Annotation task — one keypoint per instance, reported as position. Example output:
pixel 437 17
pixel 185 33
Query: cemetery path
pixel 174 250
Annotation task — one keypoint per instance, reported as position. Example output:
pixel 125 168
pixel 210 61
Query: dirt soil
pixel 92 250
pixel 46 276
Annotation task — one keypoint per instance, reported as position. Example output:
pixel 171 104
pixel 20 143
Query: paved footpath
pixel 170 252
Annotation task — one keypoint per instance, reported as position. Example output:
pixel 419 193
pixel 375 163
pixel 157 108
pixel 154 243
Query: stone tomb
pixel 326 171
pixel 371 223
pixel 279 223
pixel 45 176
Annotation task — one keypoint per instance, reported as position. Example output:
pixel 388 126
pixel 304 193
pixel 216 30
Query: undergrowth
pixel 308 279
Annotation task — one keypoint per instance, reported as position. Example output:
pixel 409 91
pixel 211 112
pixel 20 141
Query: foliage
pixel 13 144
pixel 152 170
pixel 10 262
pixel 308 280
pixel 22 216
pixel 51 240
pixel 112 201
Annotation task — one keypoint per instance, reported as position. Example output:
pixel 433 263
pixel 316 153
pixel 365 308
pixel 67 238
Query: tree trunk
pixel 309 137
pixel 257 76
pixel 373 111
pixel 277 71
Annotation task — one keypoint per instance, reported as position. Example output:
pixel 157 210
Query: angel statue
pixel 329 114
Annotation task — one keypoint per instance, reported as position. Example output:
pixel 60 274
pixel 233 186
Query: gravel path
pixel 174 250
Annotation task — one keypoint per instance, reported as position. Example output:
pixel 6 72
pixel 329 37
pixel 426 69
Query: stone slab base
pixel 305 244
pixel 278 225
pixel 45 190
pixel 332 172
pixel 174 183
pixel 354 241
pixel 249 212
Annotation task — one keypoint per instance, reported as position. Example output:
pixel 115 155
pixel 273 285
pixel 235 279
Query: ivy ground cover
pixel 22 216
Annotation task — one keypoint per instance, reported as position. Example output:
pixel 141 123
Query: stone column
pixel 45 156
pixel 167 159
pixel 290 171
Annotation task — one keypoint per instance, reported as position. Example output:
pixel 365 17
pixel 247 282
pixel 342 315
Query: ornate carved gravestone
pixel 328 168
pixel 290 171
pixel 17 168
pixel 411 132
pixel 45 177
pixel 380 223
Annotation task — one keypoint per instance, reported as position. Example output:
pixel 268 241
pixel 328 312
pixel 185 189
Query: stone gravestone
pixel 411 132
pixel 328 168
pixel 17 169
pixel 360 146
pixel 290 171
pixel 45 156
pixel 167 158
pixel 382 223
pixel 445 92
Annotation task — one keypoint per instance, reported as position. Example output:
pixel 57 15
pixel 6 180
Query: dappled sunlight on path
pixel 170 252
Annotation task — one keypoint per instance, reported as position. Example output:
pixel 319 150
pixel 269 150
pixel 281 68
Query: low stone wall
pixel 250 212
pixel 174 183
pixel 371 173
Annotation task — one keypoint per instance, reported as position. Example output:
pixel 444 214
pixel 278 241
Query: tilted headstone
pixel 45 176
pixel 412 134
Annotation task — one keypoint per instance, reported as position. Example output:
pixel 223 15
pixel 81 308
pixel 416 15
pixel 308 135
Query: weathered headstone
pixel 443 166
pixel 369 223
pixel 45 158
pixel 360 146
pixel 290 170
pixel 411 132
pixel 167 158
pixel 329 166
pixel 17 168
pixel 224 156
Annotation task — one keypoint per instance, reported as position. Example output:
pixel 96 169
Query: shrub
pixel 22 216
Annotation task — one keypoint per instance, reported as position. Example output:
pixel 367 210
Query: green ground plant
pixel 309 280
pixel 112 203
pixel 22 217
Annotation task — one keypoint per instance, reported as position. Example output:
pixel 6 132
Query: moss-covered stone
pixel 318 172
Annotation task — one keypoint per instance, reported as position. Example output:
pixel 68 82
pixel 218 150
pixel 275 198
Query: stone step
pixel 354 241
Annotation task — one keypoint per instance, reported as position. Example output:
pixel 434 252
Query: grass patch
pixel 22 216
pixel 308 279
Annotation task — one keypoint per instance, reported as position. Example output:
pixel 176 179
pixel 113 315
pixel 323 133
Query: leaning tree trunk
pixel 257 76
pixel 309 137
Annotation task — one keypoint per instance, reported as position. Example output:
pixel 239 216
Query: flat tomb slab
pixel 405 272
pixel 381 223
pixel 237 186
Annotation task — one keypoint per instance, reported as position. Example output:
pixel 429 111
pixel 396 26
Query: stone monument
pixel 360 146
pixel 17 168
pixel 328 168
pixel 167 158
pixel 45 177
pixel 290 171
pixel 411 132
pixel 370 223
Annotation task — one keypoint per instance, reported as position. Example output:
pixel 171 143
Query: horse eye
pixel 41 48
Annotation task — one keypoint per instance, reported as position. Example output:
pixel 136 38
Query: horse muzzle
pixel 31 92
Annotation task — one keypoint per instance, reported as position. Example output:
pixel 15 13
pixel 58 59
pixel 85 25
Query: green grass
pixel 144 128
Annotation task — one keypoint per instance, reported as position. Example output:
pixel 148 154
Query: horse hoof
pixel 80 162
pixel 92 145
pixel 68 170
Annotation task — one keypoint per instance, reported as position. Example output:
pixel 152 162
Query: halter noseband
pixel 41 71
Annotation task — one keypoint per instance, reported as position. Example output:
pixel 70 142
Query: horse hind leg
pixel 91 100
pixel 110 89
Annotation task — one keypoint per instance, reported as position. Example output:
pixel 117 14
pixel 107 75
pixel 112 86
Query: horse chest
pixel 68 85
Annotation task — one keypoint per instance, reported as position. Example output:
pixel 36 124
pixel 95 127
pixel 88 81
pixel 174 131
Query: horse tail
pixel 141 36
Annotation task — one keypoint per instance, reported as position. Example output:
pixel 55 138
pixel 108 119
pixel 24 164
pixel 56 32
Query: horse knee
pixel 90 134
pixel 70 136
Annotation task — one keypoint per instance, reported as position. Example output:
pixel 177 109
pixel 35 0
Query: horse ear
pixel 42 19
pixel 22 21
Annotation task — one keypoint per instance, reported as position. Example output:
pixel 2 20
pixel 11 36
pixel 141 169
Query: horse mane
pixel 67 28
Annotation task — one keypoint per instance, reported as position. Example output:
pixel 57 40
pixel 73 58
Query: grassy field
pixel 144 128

- _SET TASK_
Retype the listing above in full, with no alterations.

- _WRITTEN SOLUTION_
Annotation task — one keypoint per instance, reported as position. Example output:
pixel 437 17
pixel 185 33
Query: cemetery path
pixel 174 250
Annotation task — one keypoint per instance, reported as position. Example output:
pixel 125 168
pixel 210 61
Query: dirt soil
pixel 92 250
pixel 46 276
Annotation task — one keypoint per instance, reported as position. Example output:
pixel 171 104
pixel 20 143
Query: paved footpath
pixel 170 252
Annotation task — one keypoint per instance, reported as position. Example output:
pixel 419 193
pixel 375 163
pixel 157 108
pixel 154 243
Query: stone tomb
pixel 326 171
pixel 371 223
pixel 279 223
pixel 45 176
Annotation task — one keypoint per instance, reported as position. Example output:
pixel 388 126
pixel 304 193
pixel 216 30
Query: undergrowth
pixel 308 279
Annotation task — one keypoint per instance, reported as position. Example output:
pixel 409 91
pixel 211 112
pixel 20 141
Query: foliage
pixel 13 144
pixel 152 170
pixel 10 262
pixel 308 280
pixel 22 216
pixel 51 240
pixel 112 201
Annotation task — one keypoint per instance, reported as position. Example output:
pixel 433 263
pixel 316 153
pixel 365 308
pixel 67 238
Query: tree trunk
pixel 309 137
pixel 257 76
pixel 373 111
pixel 277 71
Annotation task — one keypoint per instance, reported as position. Example output:
pixel 157 210
Query: angel statue
pixel 329 114
Annotation task — one keypoint per instance, reported as position. Example output:
pixel 60 274
pixel 233 186
Query: gravel path
pixel 174 250
Annotation task — one keypoint per instance, reported as position. Example output:
pixel 6 72
pixel 329 37
pixel 426 69
Query: stone slab base
pixel 305 244
pixel 278 225
pixel 45 190
pixel 332 172
pixel 174 183
pixel 354 241
pixel 249 212
Annotation task — one keypoint per instance, reported as position. Example output:
pixel 115 155
pixel 273 285
pixel 235 279
Query: ivy ground cover
pixel 22 216
Annotation task — one keypoint per instance, reported as position. Example output:
pixel 141 123
Query: stone column
pixel 45 156
pixel 167 159
pixel 290 171
Annotation task — one keypoint per instance, reported as position. Example output:
pixel 365 17
pixel 247 282
pixel 342 315
Query: ornate carved gravestone
pixel 328 168
pixel 290 171
pixel 17 168
pixel 411 132
pixel 45 177
pixel 380 223
Annotation task — one keypoint per instance, reported as position. Example output:
pixel 268 241
pixel 328 312
pixel 185 189
Query: stone gravestone
pixel 411 132
pixel 328 168
pixel 17 169
pixel 360 146
pixel 290 171
pixel 45 156
pixel 167 158
pixel 382 223
pixel 445 92
Annotation task — one keypoint per instance, reported as position. Example output:
pixel 57 15
pixel 6 180
Query: dappled sunlight on path
pixel 170 252
Annotation task — one keypoint per instance, reported as position. Example output:
pixel 319 150
pixel 269 150
pixel 281 68
Query: low stone wall
pixel 250 212
pixel 174 183
pixel 371 173
Annotation task — one keypoint per instance, reported as position. Example output:
pixel 444 214
pixel 278 241
Query: tilted headstone
pixel 45 176
pixel 412 134
Annotation task — one keypoint per instance, reported as position. Example output:
pixel 223 15
pixel 81 308
pixel 416 15
pixel 308 135
Query: weathered headstone
pixel 443 166
pixel 369 223
pixel 45 158
pixel 360 146
pixel 290 170
pixel 411 132
pixel 167 158
pixel 329 166
pixel 17 168
pixel 224 156
Annotation task — one keypoint per instance, reported as position. Example output:
pixel 96 169
Query: shrub
pixel 22 216
Annotation task — one keypoint per instance, reported as position. Example output:
pixel 367 210
Query: green ground plant
pixel 309 280
pixel 112 203
pixel 22 217
Annotation task — one keypoint per instance, reported as position. Example output:
pixel 6 132
Query: moss-covered stone
pixel 318 172
Annotation task — one keypoint per instance, reported as position. Example output:
pixel 68 82
pixel 218 150
pixel 275 198
Query: stone step
pixel 354 241
Annotation task — one keypoint per instance, reported as position. Example output:
pixel 434 252
Query: grass patch
pixel 22 216
pixel 308 279
Annotation task — one keypoint per instance, reported as position. Example output:
pixel 176 179
pixel 113 315
pixel 323 133
Query: leaning tree trunk
pixel 257 76
pixel 309 137
Annotation task — one keypoint per instance, reported as position. Example output:
pixel 239 216
Query: flat tomb slab
pixel 405 272
pixel 381 223
pixel 237 186
Annotation task — one keypoint per instance, reported as position. Example output:
pixel 429 111
pixel 396 26
Query: stone monument
pixel 360 146
pixel 17 168
pixel 328 168
pixel 167 158
pixel 45 177
pixel 290 171
pixel 411 132
pixel 370 223
Annotation task — one keypoint per instance, reported as position. Example output:
pixel 171 143
Query: horse eye
pixel 41 48
Annotation task — one keypoint per instance, reported as position. Example output:
pixel 136 38
Query: horse muzzle
pixel 31 92
Annotation task — one keypoint per instance, reported as position. Example output:
pixel 15 13
pixel 58 59
pixel 85 25
Query: green grass
pixel 144 128
Annotation task — one keypoint per instance, reported as position. Example output:
pixel 148 154
Query: horse hoof
pixel 80 162
pixel 92 145
pixel 68 170
Annotation task — one keypoint per instance, reported as position. Example output:
pixel 152 162
Query: halter noseband
pixel 41 71
Annotation task — one keypoint per instance, reported as position. Example output:
pixel 70 142
Query: horse hind leg
pixel 91 100
pixel 110 89
Annotation task — one keypoint per instance, reported as position. Example output:
pixel 117 14
pixel 107 75
pixel 112 86
Query: horse chest
pixel 68 85
Annotation task — one keypoint per instance, reported as position. Example output:
pixel 36 124
pixel 95 127
pixel 88 81
pixel 174 131
Query: horse tail
pixel 141 36
Annotation task — one keypoint per instance, reported as position. Example output:
pixel 55 138
pixel 108 119
pixel 24 164
pixel 56 32
Query: horse knee
pixel 90 134
pixel 70 136
Annotation task — one keypoint per instance, reported as position. Example output:
pixel 177 109
pixel 35 0
Query: horse ear
pixel 42 19
pixel 22 21
Annotation task — one keypoint per instance, reported as position. Example output:
pixel 2 20
pixel 11 36
pixel 141 169
Query: horse mane
pixel 67 28
Annotation task — one keypoint per instance, reported as position. Example output:
pixel 57 40
pixel 73 58
Query: grassy field
pixel 144 128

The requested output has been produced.